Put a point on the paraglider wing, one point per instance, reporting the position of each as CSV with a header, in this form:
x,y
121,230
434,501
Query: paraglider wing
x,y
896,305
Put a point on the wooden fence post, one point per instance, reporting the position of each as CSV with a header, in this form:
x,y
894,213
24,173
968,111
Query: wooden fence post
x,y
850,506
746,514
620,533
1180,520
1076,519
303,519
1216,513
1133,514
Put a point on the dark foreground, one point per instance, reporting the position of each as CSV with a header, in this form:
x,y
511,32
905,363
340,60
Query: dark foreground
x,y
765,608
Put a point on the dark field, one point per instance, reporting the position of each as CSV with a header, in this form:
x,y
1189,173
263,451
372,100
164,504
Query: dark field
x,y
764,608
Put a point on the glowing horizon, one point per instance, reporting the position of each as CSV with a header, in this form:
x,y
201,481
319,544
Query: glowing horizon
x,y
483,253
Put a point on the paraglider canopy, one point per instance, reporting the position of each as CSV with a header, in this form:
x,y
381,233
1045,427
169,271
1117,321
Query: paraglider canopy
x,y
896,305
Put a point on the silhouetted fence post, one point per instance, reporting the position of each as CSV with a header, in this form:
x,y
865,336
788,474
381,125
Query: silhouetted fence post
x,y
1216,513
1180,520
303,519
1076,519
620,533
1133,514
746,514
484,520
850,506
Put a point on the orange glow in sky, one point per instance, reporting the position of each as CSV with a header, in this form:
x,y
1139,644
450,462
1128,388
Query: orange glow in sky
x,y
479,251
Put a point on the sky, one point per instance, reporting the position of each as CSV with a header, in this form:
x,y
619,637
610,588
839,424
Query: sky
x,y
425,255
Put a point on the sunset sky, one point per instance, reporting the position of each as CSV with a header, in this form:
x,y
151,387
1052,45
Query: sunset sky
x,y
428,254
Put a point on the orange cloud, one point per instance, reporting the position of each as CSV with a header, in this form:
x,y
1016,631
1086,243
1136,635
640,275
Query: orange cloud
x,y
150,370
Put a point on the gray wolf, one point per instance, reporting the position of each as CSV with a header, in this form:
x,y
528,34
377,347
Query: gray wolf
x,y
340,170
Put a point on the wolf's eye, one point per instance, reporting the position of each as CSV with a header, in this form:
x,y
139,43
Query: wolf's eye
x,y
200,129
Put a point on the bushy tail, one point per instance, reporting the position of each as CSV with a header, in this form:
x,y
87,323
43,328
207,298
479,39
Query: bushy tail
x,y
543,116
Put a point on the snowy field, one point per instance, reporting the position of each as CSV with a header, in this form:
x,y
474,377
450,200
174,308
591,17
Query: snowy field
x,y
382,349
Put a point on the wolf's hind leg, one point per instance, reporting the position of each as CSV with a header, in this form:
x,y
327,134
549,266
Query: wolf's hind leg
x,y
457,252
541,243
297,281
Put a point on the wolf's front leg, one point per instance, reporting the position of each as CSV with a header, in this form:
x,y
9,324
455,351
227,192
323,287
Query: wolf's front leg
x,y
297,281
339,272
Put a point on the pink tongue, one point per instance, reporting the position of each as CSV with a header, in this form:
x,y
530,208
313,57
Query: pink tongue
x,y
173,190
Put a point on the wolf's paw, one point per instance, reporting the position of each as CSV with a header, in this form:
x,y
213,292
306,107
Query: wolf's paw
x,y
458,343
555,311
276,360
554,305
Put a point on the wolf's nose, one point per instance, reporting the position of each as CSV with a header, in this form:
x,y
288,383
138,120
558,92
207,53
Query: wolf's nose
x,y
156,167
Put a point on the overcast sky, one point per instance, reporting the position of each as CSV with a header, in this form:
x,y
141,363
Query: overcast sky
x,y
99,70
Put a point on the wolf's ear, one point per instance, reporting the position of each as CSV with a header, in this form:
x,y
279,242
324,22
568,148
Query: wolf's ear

## Exercise brief
Convert the lines above into a numbered list, dropping any blank lines.

## Task answer
1. Put a point on the paraglider wing, one point per instance, reporting the position of each as CSV with a header, in this form:
2. x,y
3. 121,230
4. 434,501
5. Query: paraglider wing
6. x,y
7. 896,305
8. Put a point on the wooden fence post, one point per instance, reporting the position of each as CSV with a header, in this form:
9. x,y
10. 894,213
11. 24,173
12. 968,111
13. Query: wooden fence post
14. x,y
15. 850,506
16. 746,514
17. 620,533
18. 1180,520
19. 1076,519
20. 303,519
21. 1216,513
22. 1133,514
23. Put a point on the dark foreground, one point per instance, reporting the position of each as CSV with a header, in this form:
24. x,y
25. 511,32
26. 905,363
27. 340,60
28. Query: dark foreground
29. x,y
30. 765,608
31. Put a point on the dark field, one point per instance, reporting the position of each as CSV with a header, in this form:
32. x,y
33. 1189,173
34. 263,451
35. 372,100
36. 164,504
37. Query: dark field
38. x,y
39. 764,608
40. Put a point on the glowing horizon, one point per instance, reporting the position of each as CSV with a header, in this form:
41. x,y
42. 201,481
43. 319,544
44. Query: glowing horizon
45. x,y
46. 483,253
47. Put a point on the paraglider canopy, one point per instance, reporting the position of each as CSV with a header, in this form:
48. x,y
49. 381,233
50. 1045,427
51. 169,271
52. 1117,321
53. Query: paraglider canopy
54. x,y
55. 896,305
56. Put a point on the silhouetted fence post, one point per instance, reporting the position of each as CSV with a header, in this form:
57. x,y
58. 865,336
59. 788,474
60. 381,125
61. Query: silhouetted fence post
62. x,y
63. 1216,513
64. 1180,520
65. 303,519
66. 1076,519
67. 620,533
68. 1133,514
69. 746,514
70. 484,520
71. 850,506
72. Put a point on the orange glow in sky, one point per instance, reporting the position of each as CSV with a header, in this form:
73. x,y
74. 1139,644
75. 450,462
76. 1128,388
77. Query: orange glow in sky
78. x,y
79. 479,251
80. Put a point on the sky, one point per instance, reporting the position of each as CSV with a header, in this form:
81. x,y
82. 619,637
83. 610,588
84. 839,424
85. Query: sky
86. x,y
87. 425,255
88. Put a point on the sunset sky, one point per instance, reporting the position of each as CSV with a header, in this form:
89. x,y
90. 151,387
91. 1052,45
92. Query: sunset sky
93. x,y
94. 428,254
95. Put a point on the orange cloud, one point per instance, reporting the position of each as CSV with a header, in this form:
96. x,y
97. 1016,631
98. 1086,243
99. 1136,635
100. 640,275
101. Query: orange cloud
102. x,y
103. 150,370
104. Put a point on the gray wolf, one point per instance, reporting the position of each as CSV with a header, in this form:
105. x,y
106. 528,34
107. 377,347
108. Query: gray wolf
109. x,y
110. 340,170
111. Put a point on the wolf's eye, one point per instance, reporting the position of each as CSV with a header, in this form:
112. x,y
113. 139,43
114. Query: wolf's eye
115. x,y
116. 200,129
117. Put a point on the bushy tail, one point per instance, reporting the position of each as CSV with a header, in this form:
118. x,y
119. 87,323
120. 43,328
121. 207,298
122. 479,39
123. Query: bushy tail
124. x,y
125. 543,116
126. Put a point on the snowy field, one point per instance, reporting the position of each as CSV with a header, in this form:
127. x,y
128. 474,377
129. 450,200
130. 174,308
131. 591,17
132. Query: snowy field
133. x,y
134. 382,349
135. Put a point on the wolf's hind leg, one point per instance, reporting the position of each as CSV with a header, in this form:
136. x,y
137. 327,134
138. 549,266
139. Query: wolf's hind leg
140. x,y
141. 457,252
142. 541,243
143. 297,281
144. Put a point on the wolf's front leg, one point per instance, reporting the position of each as CSV with a header, in this form:
145. x,y
146. 9,324
147. 455,351
148. 227,192
149. 323,287
150. Query: wolf's front leg
151. x,y
152. 297,281
153. 339,272
154. Put a point on the pink tongue, one point per instance, reporting the position of each as CSV with a header, in this form:
155. x,y
156. 530,208
157. 313,57
158. Query: pink tongue
159. x,y
160. 173,190
161. Put a point on the wolf's paw, one point per instance, reporting the position of each as CSV with a header, in this form:
162. x,y
163. 213,292
164. 306,107
165. Query: wolf's paw
166. x,y
167. 458,343
168. 555,311
169. 276,360
170. 554,305
171. Put a point on the wolf's nose, one point per instance, reporting the position of each as CSV with a header, in this form:
172. x,y
173. 288,383
174. 138,120
175. 558,92
176. 207,53
177. Query: wolf's nose
178. x,y
179. 156,167
180. Put a point on the overcast sky, one point per instance, reporting the position of each as CSV with a header, in this form:
181. x,y
182. 141,363
183. Query: overcast sky
184. x,y
185. 99,70
186. Put a point on the wolf's ear, one point per instance, reporting the position of each as CSV with a header, in this form:
187. x,y
188. 279,242
189. 324,22
190. 568,148
191. Query: wolf's ear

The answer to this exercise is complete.